══ STORED DATA

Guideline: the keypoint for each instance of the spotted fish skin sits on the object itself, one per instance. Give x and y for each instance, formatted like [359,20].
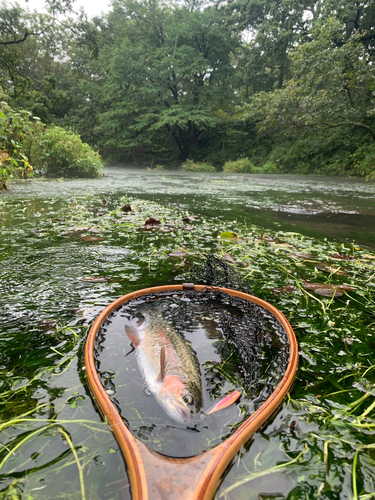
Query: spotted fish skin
[169,366]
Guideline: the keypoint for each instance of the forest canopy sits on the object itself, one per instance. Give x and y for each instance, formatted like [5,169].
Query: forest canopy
[280,85]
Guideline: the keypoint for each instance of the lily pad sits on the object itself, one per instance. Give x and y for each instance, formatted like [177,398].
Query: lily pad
[343,257]
[178,253]
[95,279]
[326,292]
[229,235]
[327,286]
[75,231]
[152,222]
[229,258]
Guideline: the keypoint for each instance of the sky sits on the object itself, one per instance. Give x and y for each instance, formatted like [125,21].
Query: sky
[91,7]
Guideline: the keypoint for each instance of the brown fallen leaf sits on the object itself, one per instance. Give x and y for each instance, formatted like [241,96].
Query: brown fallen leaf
[229,258]
[178,253]
[152,222]
[95,279]
[47,324]
[343,257]
[92,238]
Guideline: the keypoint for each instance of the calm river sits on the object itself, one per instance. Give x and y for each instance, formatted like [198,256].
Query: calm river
[54,282]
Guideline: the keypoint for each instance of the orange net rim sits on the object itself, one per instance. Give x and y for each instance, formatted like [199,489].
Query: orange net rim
[221,455]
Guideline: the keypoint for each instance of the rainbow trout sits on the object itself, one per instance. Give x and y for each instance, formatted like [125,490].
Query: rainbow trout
[169,366]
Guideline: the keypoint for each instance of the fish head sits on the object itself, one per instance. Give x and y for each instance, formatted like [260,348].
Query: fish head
[177,400]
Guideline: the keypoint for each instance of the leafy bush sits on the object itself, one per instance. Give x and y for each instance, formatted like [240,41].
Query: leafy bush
[197,166]
[25,141]
[242,166]
[61,152]
[15,132]
[363,161]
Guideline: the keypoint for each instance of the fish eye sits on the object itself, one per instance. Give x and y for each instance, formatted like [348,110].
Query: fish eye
[188,399]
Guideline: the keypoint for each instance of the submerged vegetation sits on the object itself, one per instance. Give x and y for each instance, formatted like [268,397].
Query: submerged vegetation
[78,254]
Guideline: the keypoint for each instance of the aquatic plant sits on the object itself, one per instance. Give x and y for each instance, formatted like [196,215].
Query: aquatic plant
[319,445]
[197,166]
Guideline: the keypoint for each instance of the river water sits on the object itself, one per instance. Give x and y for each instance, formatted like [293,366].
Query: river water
[53,284]
[332,207]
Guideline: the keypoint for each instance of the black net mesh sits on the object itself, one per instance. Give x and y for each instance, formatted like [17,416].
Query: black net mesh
[259,337]
[236,344]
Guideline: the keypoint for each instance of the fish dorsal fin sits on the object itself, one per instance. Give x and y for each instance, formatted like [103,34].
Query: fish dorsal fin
[162,365]
[132,333]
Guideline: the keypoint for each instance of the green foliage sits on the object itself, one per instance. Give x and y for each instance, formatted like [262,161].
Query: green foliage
[243,166]
[53,151]
[16,131]
[197,166]
[362,162]
[61,152]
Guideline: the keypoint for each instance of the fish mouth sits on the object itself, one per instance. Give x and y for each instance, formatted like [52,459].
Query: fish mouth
[178,411]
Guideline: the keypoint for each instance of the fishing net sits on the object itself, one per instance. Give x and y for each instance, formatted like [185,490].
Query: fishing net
[237,345]
[259,337]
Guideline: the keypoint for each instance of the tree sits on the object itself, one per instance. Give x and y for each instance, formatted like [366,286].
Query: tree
[332,87]
[170,72]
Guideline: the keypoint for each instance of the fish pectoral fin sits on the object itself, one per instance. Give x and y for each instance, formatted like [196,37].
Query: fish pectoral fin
[132,333]
[161,375]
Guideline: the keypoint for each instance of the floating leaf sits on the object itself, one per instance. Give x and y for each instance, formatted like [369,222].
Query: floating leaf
[75,231]
[47,324]
[178,253]
[95,279]
[92,238]
[229,258]
[152,222]
[326,292]
[344,257]
[228,234]
[327,286]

════

◆ **REQUIREMENT**: Please return every entry above word for word, omitting the pictures.

◆ **FINISHED TASK**:
Guideline: the keypoint for each instance of the spotted fish skin sits on the object itself, one per instance. Give x and y for each instance, formatted like [359,20].
Query: spotted fish skin
[169,366]
Guideline: the keypoint for each instance of the forest canopy sits on the object itself, one per instance. Give x and y for each instance, formatted like [5,169].
Query: forest canopy
[280,85]
Guideline: the keypoint for each instance of the lily pad sits on the object itself, one per instance. Give x and y for each instance, formatted like [177,398].
Query: lily pad
[343,257]
[178,253]
[95,279]
[326,292]
[229,235]
[327,286]
[75,231]
[152,222]
[229,258]
Guideline: the keypoint for each instance of the sky sits on the object itself, one per instance. Give x and y for each instance, formatted like [125,21].
Query: sky
[91,7]
Guideline: the keypoint for each instance of the brown fallen leaf sits on the object itself, one per instance. Give x and y for each instance, formatted like [241,96].
Query: brown fallen leaf
[229,258]
[178,253]
[152,222]
[95,279]
[47,324]
[343,257]
[92,238]
Guideline: the keypoint for each instance of the calm river sits on the object itself, one per instance. Give x and y for each instance, formatted like [198,256].
Query: calm river
[54,282]
Guideline: the keypoint for each instance of the orange net rim sits on the object itself, one per instance. Give x and y for each instance, formatted like [199,489].
Query: orange net rim
[221,455]
Guideline: the keypoint for each instance of the rainbow trout sits on the object itself, one per instance. Give x and y for each instance, formatted like [125,490].
Query: rainbow trout
[169,366]
Guideline: the keypoint for each instance of the fish head sits on the object itself, one per instance. Give x and y for each instance, formatted like [260,348].
Query: fish head
[177,400]
Guideline: the keypoint for each instance of the leafy bush sits on the object itself, one per instance. Give x and y for each instance, formatted like [240,41].
Query: leafy bush
[197,166]
[25,141]
[242,166]
[61,152]
[15,132]
[363,161]
Guideline: the keypoint for each instance of the fish eye sits on the object itself, one per instance. Give x and y for each instance, formatted like [348,110].
Query: fish eye
[188,399]
Guideline: the keypoint for each instance of the submerged vegetation sits on the object itself, one per instance. Give x and y for each instance, formatted like [268,397].
Query: submerged vegetation
[78,254]
Guideline: the keypoint for each instance of the aquatic plant sits on the object itself, one per instance. Give x and y for each instance, formatted like [196,215].
Query: aquatic plant
[319,445]
[197,166]
Guideline: the keypoint for each instance of the river water sits on the object itself, one per instance. Give x and y for each instance, formatted like [293,366].
Query: river water
[53,284]
[332,207]
Guideline: the keypoint for each instance of the black net mesh sits on the object itself, one per instance. Give x and y for each instance, formatted like [17,416].
Query: black net mesh
[259,337]
[236,344]
Guideline: the keypoint for each instance of the fish dorsal fin sits on the object itself, one per instance. Give x and y for each instance, formatted like [103,34].
Query: fish dorsal fin
[162,365]
[132,333]
Guideline: the keypoint for each instance of the green foliage sits on the object itself, one per instance. Give x and y for each instance, formatted like [262,161].
Query: green foliage
[243,166]
[53,151]
[16,131]
[197,166]
[362,162]
[61,152]
Guideline: the keypoint for each instance of the fish mouth sits on the object itself, one per instance. Give x and y for each instance, formatted like [52,459].
Query: fish mouth
[178,411]
Guideline: the keypoint for each instance of the fishing net sits on the object itself, one per instance. Give x and y for each instance, formatted like [185,490].
Query: fishing net
[237,345]
[259,337]
Guideline: the keypoint for each instance of the tree sits on the object itself, one per instance. Give x and y for each instance, formatted like [366,286].
Query: tree
[332,87]
[170,72]
Guideline: the keypoint for each instance of the fish pectoral fin sits on the object itself, one per instance. Give x and y for each instance, formatted like [196,37].
Query: fish pectoral fin
[132,333]
[161,375]
Guideline: the keypoint for each instance of the floating leaf sits on the object itself, one per instance. Give x and y for each instance, formatted like [369,222].
Query: floating leaf
[75,231]
[47,324]
[178,253]
[95,279]
[92,238]
[229,258]
[152,222]
[326,292]
[344,257]
[228,234]
[327,286]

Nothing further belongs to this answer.